Dolichyl-diphosphooligosaccharide—protein glycosyltransferase subunit 2, also called ribophorin ǁ is an enzyme that in humans is encoded by the RPN2 gene.

Function 
This gene encodes a type I integral ribophorin membrane protein found only in the rough endoplasmic reticulum. The encoded protein is part of an N-oligosaccharyl transferase complex that links high mannose oligosaccharides to asparagine residues found in the Asn-X-Ser/Thr consensus motif of nascent polypeptide chains. This protein is similar in sequence to the yeast oligosaccharyl transferase subunit SWP1. RPN2 has been demonstrated to be a prognostic marker of human cancer, and may be a potential target of clinical importance.

Structure

Gene 

The RPN2 gene lies on the chromosome location of 20q11.23 and consists of 19 exons.

Protein 
RPN2 consists of 631 amino acid residues and weighs 69284Da.

Function 
RPN2 is a unique integral glycoprotein in rough ER membrane that is involved in translocation and the maintenance of the structural uniqueness of the rough ER. It is also an essential subunit of N-oligosaccharyl transferase complex that conjugates high mannose oligosaccharides to asparagine residues in the N-X-S/T consensus motif of nascent polypeptide chains. RPN2 regulates the glycosylation of multi-drug resistance, and thus its interference could decrease the membrane localization of P-glycoprotein by reducing its glycosylation status and restored the sensitivity to docetaxel.

Clinical significance 
RPN2 has been demonstrated to be a prognostic marker of human cancer. RPN2 is highly expressed in breast cancer stem cells and is associated with tumor metastasis. Recent study has shown that its expression is correlated with clinically aggressive features of breast cancer, implying a possible application in personalized medicine. RPN2 silencing has been reported to repress tumorigenicity and to sensitize the tumors to cisplatin treatment, which led to the longer survival of NSCLC-bearing mice, suggesting that RPN2 may represent a promising new target for RNAi-based medicine against NSCLC. Similar potential application has also been shown in osteosarcoma, esophageal squamous cell carcinoma and colorectal cancer. RPN2 is also reported to be one of the prothrombin-binding proteins on monocyte surfaces, suggesting that its involvement in the pathophysiology of thrombosis in patients with APS.

**Exercise requirements**
A: Print, word for word, the part of the RPN2 passage that opens with the words containing "The RPN2 gene lies" and closes with "and weighs 69284Da.".
B: Proceed with the passage on the RPN2 gene, starting right after its final sentence.
The lines after this passage are not needed for any of the work.

**Data excerpt**
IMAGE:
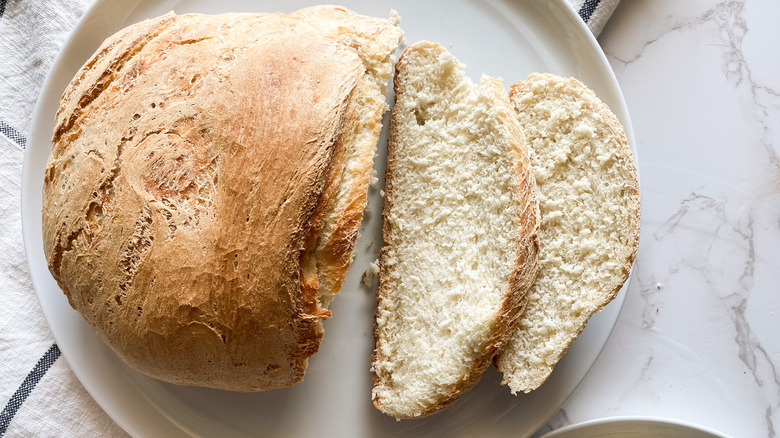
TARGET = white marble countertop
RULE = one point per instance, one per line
(697, 339)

**Results by task**
A:
The RPN2 gene lies on the chromosome location of 20q11.23 and consists of 19 exons.

Protein 
RPN2 consists of 631 amino acid residues and weighs 69284Da.

B:
Interactions 
P53

tetraspanin CD63 

prothrombin

Model organisms 

Model organisms have been used in the study of RPN2 function. A conditional knockout mouse line, called Rpn2tm1a(EUCOMM)Wtsi was generated as part of the International Knockout Mouse Consortium program — a high-throughput mutagenesis project to generate and distribute animal models of disease to interested scientists.

Male and female animals underwent a standardized phenotypic screen to determine the effects of deletion. Twenty six tests were carried out on mutant mice and two significant abnormalities were observed.  No homozygous mutant embryos were identified during gestation, and therefore none survived until weaning. The remaining tests were carried out on heterozygous mutant adult mice; no additional significant abnormalities were observed in these animals.